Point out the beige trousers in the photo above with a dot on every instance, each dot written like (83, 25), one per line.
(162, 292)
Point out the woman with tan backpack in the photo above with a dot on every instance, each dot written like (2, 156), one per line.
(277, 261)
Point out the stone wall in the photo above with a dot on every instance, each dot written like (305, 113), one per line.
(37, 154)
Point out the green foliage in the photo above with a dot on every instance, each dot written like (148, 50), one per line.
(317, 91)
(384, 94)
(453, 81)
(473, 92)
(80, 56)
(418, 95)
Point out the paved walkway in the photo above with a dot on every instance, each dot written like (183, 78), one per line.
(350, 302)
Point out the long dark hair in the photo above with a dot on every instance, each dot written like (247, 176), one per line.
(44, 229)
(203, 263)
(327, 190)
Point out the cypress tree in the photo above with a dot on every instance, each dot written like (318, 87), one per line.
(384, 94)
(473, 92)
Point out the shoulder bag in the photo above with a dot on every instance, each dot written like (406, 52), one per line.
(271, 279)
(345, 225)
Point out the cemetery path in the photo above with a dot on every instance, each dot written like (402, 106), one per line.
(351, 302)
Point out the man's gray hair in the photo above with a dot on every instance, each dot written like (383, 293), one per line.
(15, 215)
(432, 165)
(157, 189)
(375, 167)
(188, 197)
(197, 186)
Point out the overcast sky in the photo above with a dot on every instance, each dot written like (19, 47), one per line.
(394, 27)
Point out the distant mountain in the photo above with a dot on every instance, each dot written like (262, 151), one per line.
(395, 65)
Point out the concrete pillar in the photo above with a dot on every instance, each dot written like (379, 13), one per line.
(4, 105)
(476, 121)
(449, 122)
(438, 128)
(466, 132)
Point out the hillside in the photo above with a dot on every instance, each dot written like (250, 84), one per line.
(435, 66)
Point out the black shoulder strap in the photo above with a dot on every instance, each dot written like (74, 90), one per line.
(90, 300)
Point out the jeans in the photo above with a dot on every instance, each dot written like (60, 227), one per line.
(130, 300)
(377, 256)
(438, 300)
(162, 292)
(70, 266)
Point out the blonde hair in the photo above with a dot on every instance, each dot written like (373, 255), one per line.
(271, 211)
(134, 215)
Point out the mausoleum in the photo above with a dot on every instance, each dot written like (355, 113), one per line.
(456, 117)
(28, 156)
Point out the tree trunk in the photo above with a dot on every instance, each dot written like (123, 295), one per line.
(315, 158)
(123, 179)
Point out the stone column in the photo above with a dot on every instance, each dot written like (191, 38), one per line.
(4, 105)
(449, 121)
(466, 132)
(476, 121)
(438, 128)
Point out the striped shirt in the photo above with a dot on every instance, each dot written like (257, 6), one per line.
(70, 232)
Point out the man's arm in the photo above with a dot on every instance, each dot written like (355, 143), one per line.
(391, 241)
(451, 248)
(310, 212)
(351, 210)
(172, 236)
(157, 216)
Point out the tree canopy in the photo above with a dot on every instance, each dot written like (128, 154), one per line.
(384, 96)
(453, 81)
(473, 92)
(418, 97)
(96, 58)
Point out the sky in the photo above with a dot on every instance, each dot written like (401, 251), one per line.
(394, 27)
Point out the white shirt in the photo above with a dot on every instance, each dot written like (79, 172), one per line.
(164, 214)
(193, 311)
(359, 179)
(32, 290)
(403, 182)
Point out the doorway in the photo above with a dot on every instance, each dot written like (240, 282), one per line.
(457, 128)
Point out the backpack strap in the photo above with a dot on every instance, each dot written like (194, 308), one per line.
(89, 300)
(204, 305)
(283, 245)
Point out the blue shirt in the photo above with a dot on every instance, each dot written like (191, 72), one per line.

○ ○ ○ ○ ○

Transcribe each record shown above, exactly.

Point out the beige trousers in the photo above with a dot on every instance, each dot written like (83, 25), one per line.
(162, 292)
Point out the woman with tan backpack in the photo above with a dot on every instance, each dot written like (2, 156), one per line.
(277, 261)
Point out the stone wall in the photo above with a dot on every instance, each dot written like (305, 113), one per line.
(37, 154)
Point out the green foliage in the photo above with a dot on every instance, each dot written like (148, 50), one per line.
(317, 91)
(384, 94)
(453, 81)
(473, 92)
(80, 56)
(418, 95)
Point out the paved walkway in the photo above with a dot on every instance, each dot written like (183, 78), one per line.
(350, 302)
Point out the long dark hair in the photo above with a dot on every instance, each dot written like (247, 176), one per line.
(44, 229)
(203, 263)
(327, 190)
Point out the cypress tree in the photo above with a dot on every instance, each dot written like (318, 87), one per line.
(384, 94)
(473, 92)
Point out the shoulder bag in the photo above with a dot on every instance, each dot written like (406, 52), one per line.
(271, 279)
(345, 225)
Point out the cemetery path in the photo above with a dot on every instance, each dot written like (402, 106), one per line.
(351, 302)
Point out the man's gray hair in the photo above with a dot on every instance, each dot written like (383, 293), one per line.
(15, 215)
(432, 165)
(157, 189)
(375, 167)
(188, 197)
(197, 186)
Point out the overcast sky in the photo above with a dot on every instance, each dot written like (19, 47), one per line.
(394, 27)
Point out the distant mountain in the photo above with a dot on every instance, each dot written like (262, 151), one per line.
(395, 65)
Point out the concrete pillar in the photo above with a dot on every instance, each dot written like (379, 13), one per line.
(4, 105)
(476, 121)
(449, 122)
(438, 128)
(466, 132)
Point out the hillside in the photo above with a dot on every instance, each dot written like (250, 84), one per line.
(435, 66)
Point out the black shoulder strap in the photo above with a dot on every instance, each dot written like (74, 90), one per line.
(90, 300)
Point out the jeans in the photo above with a dot on every instance, each dot written like (60, 227), one per line.
(130, 300)
(377, 256)
(438, 300)
(162, 292)
(70, 266)
Point out the blonde hair in the photo above with a dot on every instance, each dot written like (373, 255), one per line.
(271, 211)
(134, 215)
Point out the mausoleum in the photo above with a dot on every instance, each dot written like (355, 113), one per line.
(456, 117)
(28, 156)
Point out the tree trunk in the photo above with a dot on every instance, each dot written like (123, 295), one per line.
(315, 158)
(123, 179)
Point out the stone column in the photo above with a dot on every instance, each dot written like (191, 38), one per line.
(4, 105)
(449, 121)
(466, 132)
(476, 121)
(438, 128)
Point out the striped shirt in the photo above with a dot on every instance, each dot written like (257, 6), one per line.
(70, 232)
Point out the man's arm in the photo above with a dot on every instance, each dot written like (355, 143), one per line.
(391, 241)
(451, 248)
(310, 212)
(351, 210)
(172, 236)
(157, 216)
Point out the tree canopy in the photo above with a dot on every instance, each dot written like (128, 154), one per line.
(384, 96)
(453, 81)
(473, 92)
(418, 97)
(96, 58)
Point out the sky in the photo above with a dot on every instance, each dot written like (401, 251), one per line.
(394, 27)
Point out the white shirt in the photo above with a dot on every instance, each dot written like (79, 172), one per line.
(164, 214)
(193, 311)
(359, 179)
(32, 290)
(403, 182)
Point out the doorway in the photo above with a dot on every instance, each dot written like (240, 282), one per line.
(457, 128)
Point out the backpack strap in the photo above with a dot on every instance, each dot written like (194, 308), one per line.
(89, 300)
(204, 305)
(283, 245)
Point out the blue shirt in the photo above with a dot on every instance, each dot written like (191, 72), one per line.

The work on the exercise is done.